EXCERTO DO TEXTO:
---------------

Publicada esta semana na Science, uma das revistas académicas mais prestigiadas do mundo, a investigação coordenada pelo paleoantropólogo vai contra uma tese que impera desde o século XIX sobre o modo de subsistência dos Neandertais. As descobertas da equipa de investigação liderada por Zilhao, que escavou a Gruta da Figueira Brava, situada no Portinho da Arrábida, entre 2010 e 2013, mostram que a familiaridade dos humanos com o mar e os seus recursos é muito mais antiga do que até agora se pensava, e que a imagem dos Neandertais como gentes do frio, especializados na caça de mamutes, rinocerontes, bisontes e renas, é uma distorção criada pela história da investigação, notam os investigadores. Desde 2013 que a equipa se dedicou a estudar os vestígios descobertos durante a escavação arqueológica, e são essas conclusões que, agora, foram publicadas na Science. E a análise de amostras de ossos humanos, provenientes das centenas de enterramentos mesolíticos existentes na região, revelou um surpreendente resultado.
«Demonstrámos que no período de tempo em que esta zona foi ocupada, um período de 5 mil anos, cerca de 106 mil anos antes do presente, a economia dos seus habitantes dependia dos recursos do mar e da costa e que, basicamente, praticavam uma economia semelhante àquela que encontramos documentada nos povos mesolíticos», explicou o investigador ao SOL. «Através do estudo isotópico [técnica para rastrear a passagem de uma amostra de substância] dos muitos esqueletos que tinham sido enterrados lá, sabemos que a quantidade de recursos e de vestígios que encontramos na Figueira Brava pode equivaler, por comparação, a uma dieta alimentar com uma componente marinha importante, que chega a ser de 50%».
Mas o que significam estes resultados e por que são tão importantes? «Em primeiro lugar, porque estamos a falar de populações Neandertais de há cem mil anos, na Europa, onde uma economia baseada nos recursos marinhos, em proporção não significativa, e que era desconhecida até ao presente», revelou João Zilhão.
Esta aparente ausência vinha sendo utilizada para criar uma narrativa que, agora, este estudo vem ajudar a desmistificar. «Construiu-se uma teoria, uma narrativa, que dizia que esta exploração dos recursos marinhos, documentada nas jazidas sul-africanas, mas desconhecida na Europa entre os Neandertais, era provavelmente aquilo que explicava por que na África do Sul as populações com uma anatomia dita ‘moderna’, mais parecida com a atual, tenham desenvolvido uma inteligência superior à dos seus contemporâneos».
O ‘truque’? Marisco
A razão para este desenvolvimento cognitivo? Segundo o paleoantropólogo a resposta está no consumo de marisco. «Estes recursos marinhos são ricos em ácidos gordos, nomeadamente Onega 3, que favorecem o desenvolvimento dos tecidos cerebrais, portanto, à pala do consumo destes recursos, desenvolveram cérebros mais capazes, tornaram-se mais inteligentes e desenvolveram uma tecnologia mais sofisticada que lhes permitiu ser mais eficiente na extração de recursos. Estes fatores levaram a um crescimento demográfico, que por sua vez levou à criação de sociedades mais complexas e organizadas que se expandiram até chegarem às regiões da Europa e da Ásia habitadas por Neandertais», resume.

---------------

MATERIAL FORNECIDO:
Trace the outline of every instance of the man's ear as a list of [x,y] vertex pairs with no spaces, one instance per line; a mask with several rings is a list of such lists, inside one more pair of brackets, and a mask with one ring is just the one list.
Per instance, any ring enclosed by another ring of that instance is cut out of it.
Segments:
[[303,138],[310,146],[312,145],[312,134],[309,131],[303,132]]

---------------

TAREFAS PROPOSTAS:
A. Segundo o texto sobre os Neandertais da Figueira Brava, em que período decorreu a escavação da gruta?
B. Prossiga o texto sobre os Neandertais da Figueira Brava a partir do ponto em que termina.

RESULTADOS POR TAREFA:
A. Entre 2010 e 2013.

B.
Supostamente, acreditava-se que foi a superioridade cognitiva atingida pelo povo proveniente da África do Sul – considerado mais avançado e próximo do «homem moderno» pelo consumo de alimentos provenientes do mar – que terá levado os Neandertais à extinção. Contudo, «este estudo mostra que [essa tese] tem pés de barro». «Ao demonstrar-se que não há diferença no consumo de recursos aquáticos entre as populações Neandertais da Europa e as populações coesas e ditas modernas de África, esta revelação põe em causa a imagem popular e que muitas vezes os documentários científicos também propagam, do Neandertal como uma população do frio e do gelo, caçadores de mamutes, que habitavam as tundras», sintetiza o investigador.
«Isto pode ser uma imagem válida até certo ponto, para regiões do norte, como a Bélgica ou a Alemanha, mas no fundo é a mesma coisa que pegarmos nas populações humanas atuais e usarmos os esquimós como representativos», explica. «É evidente que não tem qualquer espécie de sentido. A grande maioria dos Neandertais viviam no sul da Europa, sobretudo na Península Ibérica e, se precisarmos de arranjar um protótipo para o seu modo de vida, este que existia na Figueira Brava revela que é muito mais próximo daquilo que seriam a maior parte dos Neandertais do que essa imagem do caçador de mamutes que se arrastava na neve para caçar».
Destruir os preconceitos
Os resultados deste estudo revelam, portanto, que estivemos a olhar e a imaginar o povo Neandertal de forma errada durante centenas de anos e o investigador espera conseguir mudar esse preconceito. No entanto, como o próprio diz, «os preconceitos são muito resistentes aos factos».
«Os factos costumam ser teimosos, portanto vamos fazer o nosso caminho e as pessoas vão ter que aceitar que há que mudar do ponto de vista. Os Neandertais, no fundo, também são Homo Sapiens, são nossos antepassados», rematou. Por isso, Zilhão espera que esta investigação, que «resulta de trabalhos e descobertas dos últimos 20 anos», possa agora ser «mais um prego no caixão destas narrativas que tanto tem eliminado e a apresentação daquilo que é a evolução humana recente».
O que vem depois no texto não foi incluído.